» Exercise description
Reproduce the listing exactly and skip over any pictures.

─── Data excerpts ───

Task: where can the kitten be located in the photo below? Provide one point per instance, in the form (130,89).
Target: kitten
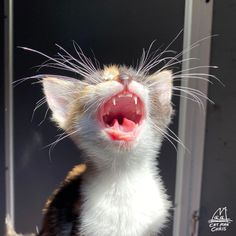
(118,117)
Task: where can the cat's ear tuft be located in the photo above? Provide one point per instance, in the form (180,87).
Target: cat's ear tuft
(59,94)
(163,85)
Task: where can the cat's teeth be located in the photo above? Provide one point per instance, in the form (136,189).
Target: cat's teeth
(125,95)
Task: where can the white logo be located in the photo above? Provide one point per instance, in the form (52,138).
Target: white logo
(219,220)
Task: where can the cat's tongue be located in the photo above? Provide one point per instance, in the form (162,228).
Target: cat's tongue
(124,131)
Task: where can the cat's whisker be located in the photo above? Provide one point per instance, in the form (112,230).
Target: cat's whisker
(187,77)
(82,56)
(59,139)
(87,66)
(44,118)
(38,105)
(195,97)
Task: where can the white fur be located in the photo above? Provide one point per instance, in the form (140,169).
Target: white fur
(122,192)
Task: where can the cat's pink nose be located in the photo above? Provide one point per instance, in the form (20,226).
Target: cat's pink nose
(124,79)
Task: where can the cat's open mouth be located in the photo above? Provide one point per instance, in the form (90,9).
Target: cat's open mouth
(122,115)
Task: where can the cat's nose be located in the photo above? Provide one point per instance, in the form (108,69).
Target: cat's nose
(124,79)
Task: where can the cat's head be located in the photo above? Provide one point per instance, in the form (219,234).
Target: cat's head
(117,108)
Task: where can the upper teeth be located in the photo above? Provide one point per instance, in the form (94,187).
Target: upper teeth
(125,95)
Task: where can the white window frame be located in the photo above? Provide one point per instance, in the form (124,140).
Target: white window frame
(197,25)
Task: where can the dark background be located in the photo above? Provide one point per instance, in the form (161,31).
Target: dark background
(116,31)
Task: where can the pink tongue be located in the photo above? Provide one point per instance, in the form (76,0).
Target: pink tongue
(126,126)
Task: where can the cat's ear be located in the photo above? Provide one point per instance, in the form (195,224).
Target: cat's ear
(59,92)
(163,85)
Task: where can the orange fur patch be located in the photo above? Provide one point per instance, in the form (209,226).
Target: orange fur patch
(76,171)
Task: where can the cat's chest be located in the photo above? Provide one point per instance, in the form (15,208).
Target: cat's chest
(130,207)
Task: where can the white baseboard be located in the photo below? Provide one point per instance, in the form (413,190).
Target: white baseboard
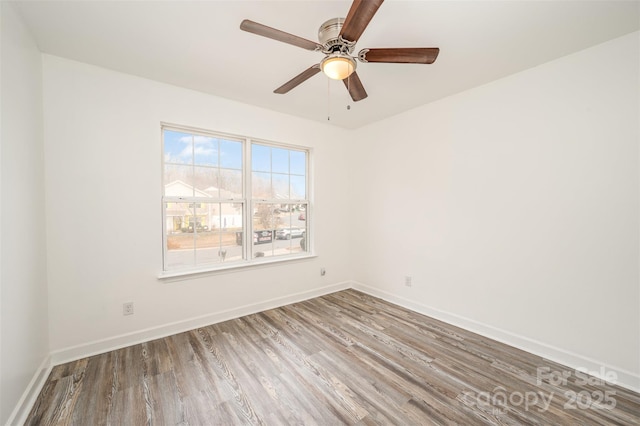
(28,398)
(625,379)
(116,342)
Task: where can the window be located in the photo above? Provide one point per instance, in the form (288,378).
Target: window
(230,201)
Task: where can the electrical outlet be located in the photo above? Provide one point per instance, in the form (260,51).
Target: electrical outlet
(408,281)
(127,308)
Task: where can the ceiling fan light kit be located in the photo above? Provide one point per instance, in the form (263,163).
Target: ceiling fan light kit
(338,38)
(338,66)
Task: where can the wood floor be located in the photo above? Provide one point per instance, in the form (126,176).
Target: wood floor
(344,358)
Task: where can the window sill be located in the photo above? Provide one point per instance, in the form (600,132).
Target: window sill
(233,267)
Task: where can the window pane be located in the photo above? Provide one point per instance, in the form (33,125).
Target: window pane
(263,227)
(298,187)
(231,154)
(180,242)
(178,181)
(280,186)
(205,181)
(298,163)
(230,184)
(260,158)
(279,160)
(177,147)
(290,230)
(205,150)
(261,184)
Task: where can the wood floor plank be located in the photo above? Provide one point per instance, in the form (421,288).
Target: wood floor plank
(343,358)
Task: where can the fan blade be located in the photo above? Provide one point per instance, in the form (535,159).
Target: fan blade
(358,18)
(300,78)
(263,30)
(401,55)
(355,87)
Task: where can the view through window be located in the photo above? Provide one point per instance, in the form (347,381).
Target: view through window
(231,201)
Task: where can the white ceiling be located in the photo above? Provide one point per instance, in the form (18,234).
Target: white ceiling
(198,45)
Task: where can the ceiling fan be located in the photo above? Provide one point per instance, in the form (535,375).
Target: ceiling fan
(338,38)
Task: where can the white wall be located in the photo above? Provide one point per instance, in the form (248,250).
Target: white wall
(24,330)
(103,183)
(514,207)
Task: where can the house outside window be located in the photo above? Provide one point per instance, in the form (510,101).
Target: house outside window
(230,201)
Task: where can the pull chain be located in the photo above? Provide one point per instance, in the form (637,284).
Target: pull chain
(328,99)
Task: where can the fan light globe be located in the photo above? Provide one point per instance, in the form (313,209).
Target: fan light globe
(338,67)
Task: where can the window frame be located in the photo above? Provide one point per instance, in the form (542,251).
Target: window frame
(247,201)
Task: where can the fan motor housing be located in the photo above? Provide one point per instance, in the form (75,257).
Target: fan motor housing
(329,37)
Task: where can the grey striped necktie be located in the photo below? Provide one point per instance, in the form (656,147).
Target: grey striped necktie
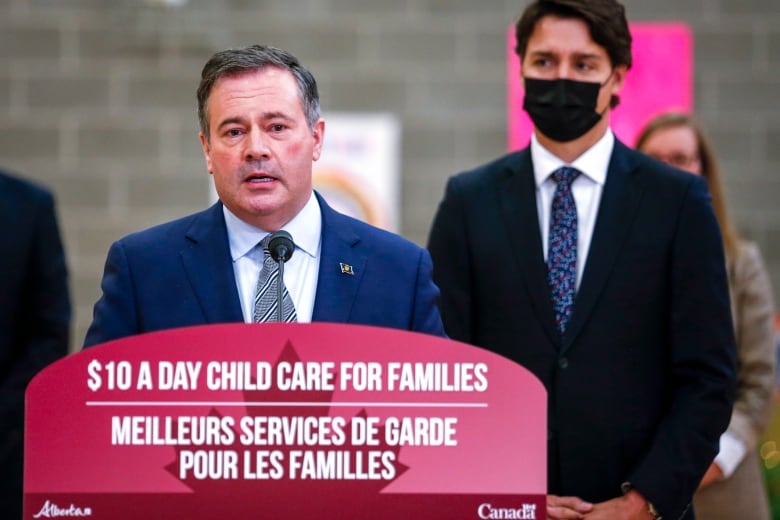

───

» Result of this task
Task: where can the kitten be located in the photo below? Provide one point per instance, in the form (130,89).
Target: kitten
(118,117)
Task: where can the cat's ear tuft be located in the photo above? Provide one point per instance, in the form (180,87).
Target: cat's ear tuft
(59,94)
(163,85)
Task: where can the cat's teeth be located in the photo above? Provide one point per instance, in the form (136,189).
Target: cat's teeth
(125,95)
Task: where can the white logo be located in the photo above? Provide one point per instance, in the form (52,138).
Target: white logo
(219,220)
Task: where can the cat's tongue be located in the photo above? Provide one point per instance, in the form (162,228).
Target: cat's tongue
(124,131)
Task: where can the cat's whisker be located in the photo above? Provide one point per instance, in the form (112,230).
Target: cat's whisker
(187,77)
(82,56)
(59,139)
(87,66)
(44,118)
(38,105)
(195,97)
Task: where can the white fur be located in the photo above? Provide one point per instance, in the form (140,169).
Target: white fur
(122,192)
Task: where can the cat's pink nose be located in the photo above? Provide one point per instance, in the form (20,226).
Target: cat's pink nose
(124,79)
Task: where can the cat's open mouth be located in the photo above? Provide one point per instance, in the form (90,9).
Target: cat's open mouth
(122,115)
Task: where can the cat's nose be located in the photo above? Provide one point per instance, in the form (108,69).
Target: cat's nose
(124,79)
Task: where can the cat's head be located in the photo above? Provide one point per instance, in the form (219,234).
Target: cat's head
(117,108)
Task: where can the upper teeth be located in the photo above? Provide one point per instance, in the form (94,187).
Target: upper teeth
(125,95)
Task: where can the white window frame be located in the photo above? Provide one point per instance, in the form (124,140).
Target: white window frame
(197,25)
Task: where can the dark background be located in the photo above? Provide one point per instance, in the form (161,31).
Target: dark background
(116,31)
Task: where can the pink tongue be located in the photo above? Provide one point per instance, in the form (76,0).
Target: pink tongue
(126,126)
Task: where can the cat's ear be located in the photo above? Provide one point per instance, in the form (195,224).
Target: cat's ear
(59,92)
(163,85)
Task: where can the orange fur patch be located in the photo above? Provide one point per instance, in the form (209,226).
Target: orange fur patch
(76,171)
Task: where can the cat's chest be located in the photo above? Provide one point per instance, in the form (15,208).
Target: cat's chest
(130,207)
Task: where can the white baseboard be located in the photo below? Provide one point per instance, in the form (413,190).
Target: white baseboard
(28,398)
(625,379)
(116,342)
Task: where can the window be located in the photo above? Provide one point per instance, in the form (288,378).
Target: window
(230,201)
Task: where can the electrical outlet be located in the photo above? Provide one point per instance, in the form (260,51).
Target: electrical outlet
(408,281)
(127,308)
Task: where can the ceiling fan light kit be located in the photo above? Provide one point per instance, in the form (263,163).
Target: ceiling fan light kit
(338,38)
(338,66)
Task: where can the wood floor be located in the photo above? Provide one point per instance, in the form (126,176).
Target: wood floor
(344,358)
Task: where can the window sill be located in the photo above? Provide one point per instance, in the form (600,132).
Target: window sill
(233,267)
Task: where can the window pane be located in the photo above? Provide one point per instance, in the form (33,125).
Target: window pane
(263,227)
(298,187)
(231,154)
(180,242)
(178,181)
(280,186)
(205,181)
(298,163)
(230,184)
(260,158)
(279,160)
(177,147)
(290,230)
(205,150)
(261,184)
Task: where can the wood floor plank be located in the photo above? Provide one point per instance, in the form (421,288).
Target: wood floor plank
(343,358)
Task: where can the fan blade be located in the photo above? Provide one point per instance, in the form (535,159).
Target: fan blade
(358,18)
(300,78)
(263,30)
(401,55)
(355,87)
Task: where can the view through window be located in the photo above? Provide one point per instance, in the form (347,381).
Target: view through window
(231,201)
Task: where can the white ceiling be located in the photo above? Provide one point per instance, in the form (18,234).
Target: white ceiling
(198,45)
Task: where can the ceiling fan be located in the photo above? Provide one point per instance, in the form (535,375).
Target: ceiling fan
(338,38)
Task: where can the white wall be located in the photo above? Provide one point per instance, in the form (248,250).
Target: white wall
(24,330)
(103,183)
(514,207)
Task: where can the house outside window be located in the photo above? Provide one point per instance, in the form (510,101).
Target: house outside window
(230,201)
Task: where can the pull chain be located in the photo above? Provide one point per instance, in the form (637,284).
Target: pull chain
(328,99)
Task: where can the fan light globe be located in the photo above? Provide one point per instance, in the form (313,209).
Target: fan light globe
(338,67)
Task: where can the window frame be located in the photo above? Provide one point per instance, in the form (542,251).
Target: window frame
(247,201)
Task: where can the fan motor housing be located in the photo above? Provide one point per instance, in the form (75,257).
Target: fan motor housing
(329,37)
Task: where can the grey striped necktie be located in the photo below? Provide one point per instance, in the form (656,147).
Target: grey striped necktie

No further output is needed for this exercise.